* WHAT TO DO
1. Rewrite the stretch from "American college aquatic" through "the United States." in the article on the 1945 NCAA swimming and diving championships, replacing "swim meet" with "swimming competition".
2. According to the article on the 1945 NCAA swimming and diving championships, which school won the team title?
3. Go on with the article on the 1945 NCAA swimming and diving championships from where it stops.

- Host city: Ann Arbor, Michigan
- Date(s): March 1945
- Venue(s): Intramural Sports Building University of Michigan
- Teams: 13
- Events: 11

= 1945 NCAA swimming and diving championships =

American college aquatic sports competition

The 1945 NCAA swimming and diving championships were contested in March 1945 at the Intramural Sports Building at the University of Michigan in Ann Arbor, Michigan at the ninth annual NCAA-sanctioned swim meet to determine the team and individual national champions of men's collegiate swimming and diving among its member programs in the United States.

Ohio State topped hosts, and rivals, Michigan in the team standings, the second team national title for the Buckeyes.

* RECORDED INFORMATION
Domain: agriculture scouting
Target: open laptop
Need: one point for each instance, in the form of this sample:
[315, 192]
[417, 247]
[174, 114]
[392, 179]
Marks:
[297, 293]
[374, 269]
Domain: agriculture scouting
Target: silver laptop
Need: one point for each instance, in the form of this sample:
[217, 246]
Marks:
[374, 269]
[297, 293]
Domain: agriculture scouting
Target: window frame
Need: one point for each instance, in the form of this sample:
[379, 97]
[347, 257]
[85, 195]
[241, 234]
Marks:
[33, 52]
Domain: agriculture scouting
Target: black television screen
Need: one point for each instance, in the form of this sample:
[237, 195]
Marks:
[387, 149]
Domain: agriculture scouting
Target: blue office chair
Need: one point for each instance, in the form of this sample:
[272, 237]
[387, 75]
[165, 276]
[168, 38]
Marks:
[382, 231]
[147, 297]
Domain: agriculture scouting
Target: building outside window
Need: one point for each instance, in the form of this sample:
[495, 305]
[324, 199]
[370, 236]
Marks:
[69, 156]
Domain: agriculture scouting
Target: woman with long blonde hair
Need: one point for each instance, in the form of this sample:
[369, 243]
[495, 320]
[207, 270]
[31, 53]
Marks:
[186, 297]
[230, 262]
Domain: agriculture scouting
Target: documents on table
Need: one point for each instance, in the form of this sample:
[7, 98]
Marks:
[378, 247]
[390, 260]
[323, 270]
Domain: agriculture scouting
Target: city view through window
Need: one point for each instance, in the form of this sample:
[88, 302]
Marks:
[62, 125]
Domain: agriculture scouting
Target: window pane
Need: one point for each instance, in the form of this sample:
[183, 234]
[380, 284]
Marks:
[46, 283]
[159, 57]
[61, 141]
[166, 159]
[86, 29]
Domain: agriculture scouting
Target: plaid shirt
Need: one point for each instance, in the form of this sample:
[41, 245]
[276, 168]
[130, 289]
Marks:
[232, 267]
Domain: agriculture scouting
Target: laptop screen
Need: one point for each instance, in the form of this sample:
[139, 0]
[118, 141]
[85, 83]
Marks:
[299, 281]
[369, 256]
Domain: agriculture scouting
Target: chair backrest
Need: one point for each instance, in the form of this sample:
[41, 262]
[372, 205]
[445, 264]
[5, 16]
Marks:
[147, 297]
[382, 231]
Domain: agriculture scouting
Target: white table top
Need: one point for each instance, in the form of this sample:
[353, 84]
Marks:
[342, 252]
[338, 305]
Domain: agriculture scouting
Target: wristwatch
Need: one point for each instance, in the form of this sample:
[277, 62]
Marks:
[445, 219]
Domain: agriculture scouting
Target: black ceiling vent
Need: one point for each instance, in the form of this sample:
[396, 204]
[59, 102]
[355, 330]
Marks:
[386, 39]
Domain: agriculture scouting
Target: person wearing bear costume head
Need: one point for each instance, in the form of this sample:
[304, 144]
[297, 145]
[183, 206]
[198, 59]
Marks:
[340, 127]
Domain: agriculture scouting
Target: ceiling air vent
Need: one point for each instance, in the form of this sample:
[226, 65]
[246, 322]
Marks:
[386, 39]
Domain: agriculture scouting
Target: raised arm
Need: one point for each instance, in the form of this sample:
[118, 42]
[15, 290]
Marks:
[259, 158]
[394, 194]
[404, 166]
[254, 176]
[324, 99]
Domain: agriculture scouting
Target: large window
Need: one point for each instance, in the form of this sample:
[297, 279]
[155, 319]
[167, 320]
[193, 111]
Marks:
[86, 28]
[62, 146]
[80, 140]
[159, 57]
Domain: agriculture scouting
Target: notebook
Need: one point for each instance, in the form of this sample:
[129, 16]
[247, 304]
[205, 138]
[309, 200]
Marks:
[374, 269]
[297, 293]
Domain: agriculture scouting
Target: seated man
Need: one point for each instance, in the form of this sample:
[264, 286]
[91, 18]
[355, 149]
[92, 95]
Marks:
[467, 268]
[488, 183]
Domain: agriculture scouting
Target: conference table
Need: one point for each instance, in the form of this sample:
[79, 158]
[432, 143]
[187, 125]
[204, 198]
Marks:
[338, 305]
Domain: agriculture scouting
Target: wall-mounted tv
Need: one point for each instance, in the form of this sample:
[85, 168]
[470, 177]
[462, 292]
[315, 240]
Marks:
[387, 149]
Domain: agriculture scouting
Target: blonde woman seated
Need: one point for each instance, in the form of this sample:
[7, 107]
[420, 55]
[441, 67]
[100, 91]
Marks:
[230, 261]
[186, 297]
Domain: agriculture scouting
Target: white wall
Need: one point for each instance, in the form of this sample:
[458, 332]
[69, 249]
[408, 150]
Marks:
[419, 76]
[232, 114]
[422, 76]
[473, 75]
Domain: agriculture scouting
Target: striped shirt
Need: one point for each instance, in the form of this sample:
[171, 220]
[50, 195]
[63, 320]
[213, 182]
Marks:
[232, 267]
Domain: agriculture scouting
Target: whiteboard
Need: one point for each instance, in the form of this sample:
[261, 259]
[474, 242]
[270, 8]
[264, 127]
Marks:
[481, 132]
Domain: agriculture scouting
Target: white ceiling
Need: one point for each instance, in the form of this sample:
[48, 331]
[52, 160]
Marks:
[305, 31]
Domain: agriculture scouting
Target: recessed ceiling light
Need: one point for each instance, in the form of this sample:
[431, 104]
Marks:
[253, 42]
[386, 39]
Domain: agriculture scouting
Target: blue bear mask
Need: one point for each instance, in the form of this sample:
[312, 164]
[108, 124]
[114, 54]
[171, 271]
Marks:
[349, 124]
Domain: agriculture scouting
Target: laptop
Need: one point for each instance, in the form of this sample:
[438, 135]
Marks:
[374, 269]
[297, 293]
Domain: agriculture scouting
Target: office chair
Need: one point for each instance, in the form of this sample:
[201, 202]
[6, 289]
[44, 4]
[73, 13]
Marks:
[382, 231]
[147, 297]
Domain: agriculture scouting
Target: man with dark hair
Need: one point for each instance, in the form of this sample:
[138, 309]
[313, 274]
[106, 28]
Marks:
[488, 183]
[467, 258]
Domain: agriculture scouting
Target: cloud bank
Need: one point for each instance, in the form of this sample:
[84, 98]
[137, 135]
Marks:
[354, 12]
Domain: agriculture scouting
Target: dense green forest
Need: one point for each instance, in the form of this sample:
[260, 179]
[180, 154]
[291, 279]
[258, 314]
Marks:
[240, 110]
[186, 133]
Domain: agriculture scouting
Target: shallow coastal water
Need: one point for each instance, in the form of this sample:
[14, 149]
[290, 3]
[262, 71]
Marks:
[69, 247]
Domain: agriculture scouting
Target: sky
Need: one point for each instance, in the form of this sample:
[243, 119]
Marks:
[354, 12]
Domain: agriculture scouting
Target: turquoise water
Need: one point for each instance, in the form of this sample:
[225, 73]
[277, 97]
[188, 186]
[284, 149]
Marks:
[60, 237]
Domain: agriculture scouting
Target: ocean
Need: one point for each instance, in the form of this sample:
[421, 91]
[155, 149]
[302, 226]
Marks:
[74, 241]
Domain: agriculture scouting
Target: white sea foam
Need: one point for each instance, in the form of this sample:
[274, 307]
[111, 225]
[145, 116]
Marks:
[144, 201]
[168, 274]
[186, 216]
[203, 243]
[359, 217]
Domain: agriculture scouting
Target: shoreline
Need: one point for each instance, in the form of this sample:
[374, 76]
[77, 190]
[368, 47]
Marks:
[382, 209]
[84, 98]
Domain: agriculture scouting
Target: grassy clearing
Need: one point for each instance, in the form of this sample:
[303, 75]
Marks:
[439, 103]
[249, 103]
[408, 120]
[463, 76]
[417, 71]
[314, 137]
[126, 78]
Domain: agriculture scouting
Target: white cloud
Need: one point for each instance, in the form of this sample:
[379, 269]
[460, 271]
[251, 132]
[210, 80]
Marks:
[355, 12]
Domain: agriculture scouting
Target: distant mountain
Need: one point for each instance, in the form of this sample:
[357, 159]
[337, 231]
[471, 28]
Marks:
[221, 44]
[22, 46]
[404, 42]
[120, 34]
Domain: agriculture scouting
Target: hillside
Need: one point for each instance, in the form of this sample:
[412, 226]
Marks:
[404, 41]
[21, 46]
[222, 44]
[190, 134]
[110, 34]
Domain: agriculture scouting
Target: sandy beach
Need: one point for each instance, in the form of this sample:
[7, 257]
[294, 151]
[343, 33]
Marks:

* OUTPUTS IN ORDER
1.
American college aquatic sports competition

The 1945 NCAA swimming and diving championships were contested in March 1945 at the Intramural Sports Building at the University of Michigan in Ann Arbor, Michigan at the ninth annual NCAA-sanctioned swimming competition to determine the team and individual national champions of men's collegiate swimming and diving among its member programs in the United States.

2. Ohio State won the team title, its second team national title.

3.
==Team standings==
- (H) = Hosts
- (DC) = Defending champions
- Italics = Debut appearance

| Rank | Team | Points |
| 1st place, gold medalist(s) | Ohio State | 56 |
| 2nd place, silver medalist(s) | Michigan (H) | 48 |
| 3rd place, bronze medalist(s) | Cornell | 25 |
| 4 | Michigan State | 24 |
Minnesota
| 6 | Columbia | 10 |
| 7 | Canisius | 8 |
Northwestern
Princeton
| 10 | Indiana | 6 |
| 11 | Purdue | 3 |
| 12 | Iowa | 2 |
RPI

- DNQ = Yale (DC)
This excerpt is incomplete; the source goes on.